╔══
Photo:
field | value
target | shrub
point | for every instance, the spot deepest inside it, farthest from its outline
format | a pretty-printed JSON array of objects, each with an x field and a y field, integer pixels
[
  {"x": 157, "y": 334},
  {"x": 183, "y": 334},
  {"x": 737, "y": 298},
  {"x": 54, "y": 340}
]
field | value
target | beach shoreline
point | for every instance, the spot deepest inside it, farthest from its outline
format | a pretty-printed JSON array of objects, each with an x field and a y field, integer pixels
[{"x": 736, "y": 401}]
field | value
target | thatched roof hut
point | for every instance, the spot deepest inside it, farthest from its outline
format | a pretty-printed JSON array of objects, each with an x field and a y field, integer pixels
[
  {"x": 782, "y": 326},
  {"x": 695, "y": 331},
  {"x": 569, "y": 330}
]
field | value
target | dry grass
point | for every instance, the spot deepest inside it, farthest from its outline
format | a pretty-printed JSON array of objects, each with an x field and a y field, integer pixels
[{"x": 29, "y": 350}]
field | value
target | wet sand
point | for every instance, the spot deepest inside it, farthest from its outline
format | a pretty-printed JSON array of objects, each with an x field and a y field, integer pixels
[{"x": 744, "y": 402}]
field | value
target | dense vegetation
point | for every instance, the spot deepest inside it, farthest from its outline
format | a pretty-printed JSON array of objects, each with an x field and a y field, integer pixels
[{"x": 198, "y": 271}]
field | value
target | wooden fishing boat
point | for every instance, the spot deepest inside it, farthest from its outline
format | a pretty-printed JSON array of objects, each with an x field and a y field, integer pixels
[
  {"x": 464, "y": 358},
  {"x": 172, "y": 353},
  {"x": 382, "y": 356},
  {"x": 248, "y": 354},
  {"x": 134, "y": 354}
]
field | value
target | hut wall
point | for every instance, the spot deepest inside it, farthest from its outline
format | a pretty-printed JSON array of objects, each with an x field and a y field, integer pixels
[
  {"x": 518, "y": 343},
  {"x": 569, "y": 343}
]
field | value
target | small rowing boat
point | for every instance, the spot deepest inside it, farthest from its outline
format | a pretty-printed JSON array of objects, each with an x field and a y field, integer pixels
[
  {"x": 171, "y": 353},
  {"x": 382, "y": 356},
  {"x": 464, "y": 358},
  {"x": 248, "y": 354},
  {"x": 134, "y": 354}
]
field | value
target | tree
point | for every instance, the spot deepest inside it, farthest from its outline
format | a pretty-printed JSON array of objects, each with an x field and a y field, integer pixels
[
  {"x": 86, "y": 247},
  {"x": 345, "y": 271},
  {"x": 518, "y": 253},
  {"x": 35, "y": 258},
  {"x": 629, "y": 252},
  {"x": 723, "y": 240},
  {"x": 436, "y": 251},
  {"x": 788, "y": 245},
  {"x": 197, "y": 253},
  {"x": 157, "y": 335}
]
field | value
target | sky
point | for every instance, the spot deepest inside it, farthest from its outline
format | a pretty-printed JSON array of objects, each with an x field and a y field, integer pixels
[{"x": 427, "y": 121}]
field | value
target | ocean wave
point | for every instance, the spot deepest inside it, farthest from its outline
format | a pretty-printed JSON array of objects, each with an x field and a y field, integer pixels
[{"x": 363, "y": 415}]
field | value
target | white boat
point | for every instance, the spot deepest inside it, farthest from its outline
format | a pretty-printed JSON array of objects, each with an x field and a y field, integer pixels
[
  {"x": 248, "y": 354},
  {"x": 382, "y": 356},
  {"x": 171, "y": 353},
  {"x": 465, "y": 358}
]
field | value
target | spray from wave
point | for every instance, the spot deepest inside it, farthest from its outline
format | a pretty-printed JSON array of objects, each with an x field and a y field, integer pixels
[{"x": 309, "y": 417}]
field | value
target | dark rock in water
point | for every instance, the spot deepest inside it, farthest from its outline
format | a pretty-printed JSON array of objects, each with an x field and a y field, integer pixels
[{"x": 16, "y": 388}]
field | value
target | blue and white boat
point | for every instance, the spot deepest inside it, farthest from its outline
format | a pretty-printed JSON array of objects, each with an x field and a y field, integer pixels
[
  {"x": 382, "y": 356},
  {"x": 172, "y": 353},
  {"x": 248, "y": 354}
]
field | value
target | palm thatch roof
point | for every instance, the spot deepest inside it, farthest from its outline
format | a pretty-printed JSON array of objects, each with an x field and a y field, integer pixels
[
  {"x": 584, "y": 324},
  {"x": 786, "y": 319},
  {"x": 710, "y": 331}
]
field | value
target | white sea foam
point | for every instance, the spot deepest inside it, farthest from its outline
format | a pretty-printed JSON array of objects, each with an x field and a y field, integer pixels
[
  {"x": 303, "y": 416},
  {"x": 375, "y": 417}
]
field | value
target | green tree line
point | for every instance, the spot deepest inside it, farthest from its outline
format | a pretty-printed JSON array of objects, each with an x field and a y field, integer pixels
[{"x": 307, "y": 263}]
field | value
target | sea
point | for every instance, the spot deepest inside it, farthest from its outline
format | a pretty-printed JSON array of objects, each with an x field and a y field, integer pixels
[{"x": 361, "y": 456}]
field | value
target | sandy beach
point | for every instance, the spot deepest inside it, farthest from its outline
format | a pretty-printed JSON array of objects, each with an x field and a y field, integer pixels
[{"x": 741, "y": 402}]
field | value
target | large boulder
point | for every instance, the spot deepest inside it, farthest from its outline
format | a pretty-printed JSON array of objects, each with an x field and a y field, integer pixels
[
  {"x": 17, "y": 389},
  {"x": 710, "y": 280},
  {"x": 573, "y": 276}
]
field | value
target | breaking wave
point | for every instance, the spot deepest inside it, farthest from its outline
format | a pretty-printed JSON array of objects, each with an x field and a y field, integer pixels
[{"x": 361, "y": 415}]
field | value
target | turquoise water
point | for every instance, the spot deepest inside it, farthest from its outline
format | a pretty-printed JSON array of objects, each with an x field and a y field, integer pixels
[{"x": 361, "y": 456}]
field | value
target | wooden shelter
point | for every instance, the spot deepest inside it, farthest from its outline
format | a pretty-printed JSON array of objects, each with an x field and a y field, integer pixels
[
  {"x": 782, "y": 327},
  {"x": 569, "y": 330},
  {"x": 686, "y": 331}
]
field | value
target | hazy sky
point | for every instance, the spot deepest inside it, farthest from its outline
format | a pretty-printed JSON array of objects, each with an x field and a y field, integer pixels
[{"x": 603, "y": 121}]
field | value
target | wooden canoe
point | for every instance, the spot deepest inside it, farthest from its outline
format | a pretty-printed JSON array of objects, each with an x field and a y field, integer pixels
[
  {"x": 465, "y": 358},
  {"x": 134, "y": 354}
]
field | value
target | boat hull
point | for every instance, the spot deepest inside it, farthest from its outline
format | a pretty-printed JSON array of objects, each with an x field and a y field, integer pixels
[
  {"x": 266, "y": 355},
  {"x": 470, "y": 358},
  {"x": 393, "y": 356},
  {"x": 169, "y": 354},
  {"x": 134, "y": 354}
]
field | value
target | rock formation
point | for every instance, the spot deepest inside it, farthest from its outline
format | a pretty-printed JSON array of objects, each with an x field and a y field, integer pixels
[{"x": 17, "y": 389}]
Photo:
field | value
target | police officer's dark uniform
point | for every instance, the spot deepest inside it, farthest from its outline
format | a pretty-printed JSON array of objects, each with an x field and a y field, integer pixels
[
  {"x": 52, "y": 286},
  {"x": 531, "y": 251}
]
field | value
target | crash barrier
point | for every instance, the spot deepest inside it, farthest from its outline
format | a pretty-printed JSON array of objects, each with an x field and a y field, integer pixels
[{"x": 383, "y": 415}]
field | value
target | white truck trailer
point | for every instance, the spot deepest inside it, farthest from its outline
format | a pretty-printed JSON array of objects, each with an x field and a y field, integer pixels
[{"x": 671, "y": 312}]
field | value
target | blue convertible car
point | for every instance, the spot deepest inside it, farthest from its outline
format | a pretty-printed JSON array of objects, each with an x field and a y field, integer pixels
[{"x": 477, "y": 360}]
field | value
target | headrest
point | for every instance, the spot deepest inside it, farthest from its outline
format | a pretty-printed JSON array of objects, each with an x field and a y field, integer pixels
╚══
Aim of the task >> Collect every line of the listing above that contains the string "water".

Written solution >>
target | dark rock in water
target | turquoise water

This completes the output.